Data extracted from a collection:
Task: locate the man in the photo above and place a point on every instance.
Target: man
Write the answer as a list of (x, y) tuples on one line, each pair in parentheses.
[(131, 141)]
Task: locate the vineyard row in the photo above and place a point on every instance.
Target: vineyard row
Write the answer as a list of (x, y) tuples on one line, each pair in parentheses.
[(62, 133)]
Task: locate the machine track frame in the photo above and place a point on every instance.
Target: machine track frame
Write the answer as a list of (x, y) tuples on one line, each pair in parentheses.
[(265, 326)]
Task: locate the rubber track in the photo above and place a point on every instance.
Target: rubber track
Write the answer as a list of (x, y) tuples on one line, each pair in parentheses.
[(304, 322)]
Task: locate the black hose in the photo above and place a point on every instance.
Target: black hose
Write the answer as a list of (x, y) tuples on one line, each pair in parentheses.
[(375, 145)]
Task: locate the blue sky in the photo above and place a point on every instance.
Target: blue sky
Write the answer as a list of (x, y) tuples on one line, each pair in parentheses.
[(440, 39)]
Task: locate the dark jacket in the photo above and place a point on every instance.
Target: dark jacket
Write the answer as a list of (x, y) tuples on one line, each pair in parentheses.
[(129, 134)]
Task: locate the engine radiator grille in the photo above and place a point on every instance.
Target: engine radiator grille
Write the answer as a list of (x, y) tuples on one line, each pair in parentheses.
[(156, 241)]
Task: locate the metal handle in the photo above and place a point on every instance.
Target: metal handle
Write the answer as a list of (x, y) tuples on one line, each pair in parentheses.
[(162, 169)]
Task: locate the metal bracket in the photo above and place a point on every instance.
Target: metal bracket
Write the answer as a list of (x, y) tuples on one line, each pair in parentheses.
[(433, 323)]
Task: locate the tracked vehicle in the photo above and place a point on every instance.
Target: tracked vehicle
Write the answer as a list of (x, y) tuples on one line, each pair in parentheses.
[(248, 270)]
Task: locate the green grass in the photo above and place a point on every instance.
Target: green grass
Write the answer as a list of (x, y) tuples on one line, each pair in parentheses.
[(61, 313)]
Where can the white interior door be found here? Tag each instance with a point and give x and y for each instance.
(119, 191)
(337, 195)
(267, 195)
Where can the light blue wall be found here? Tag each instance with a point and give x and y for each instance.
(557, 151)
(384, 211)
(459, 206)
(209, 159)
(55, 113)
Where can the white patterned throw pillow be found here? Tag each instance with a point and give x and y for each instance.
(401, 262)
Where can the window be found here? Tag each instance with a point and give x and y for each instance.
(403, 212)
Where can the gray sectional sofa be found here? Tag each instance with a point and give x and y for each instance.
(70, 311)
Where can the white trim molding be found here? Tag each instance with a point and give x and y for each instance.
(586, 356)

THE REQUEST
Repeat precisely the lines of the data starting at the one containing "Where can the white interior", last line included.

WRITTEN ANSWER
Where can the white interior door be found here? Tag each instance with a point and give x and y for each instance.
(119, 191)
(337, 195)
(267, 195)
Where can the light blue wall be found here? Tag each instance with a point and give x and y for each instance.
(557, 151)
(384, 211)
(459, 206)
(209, 159)
(55, 113)
Where can the white patterned throw pillow be found here? Tag each instance with a point and give x and y for each instance.
(401, 262)
Where can the window be found here? Tag each instance with a point and give x and y for each instance.
(403, 212)
Where can the gray sectional sofa be found here? Tag each instance with a point and give x and y for each instance.
(70, 311)
Where can the white trim molding be found here? Tag each instance with a point and give x and y for each instance.
(586, 356)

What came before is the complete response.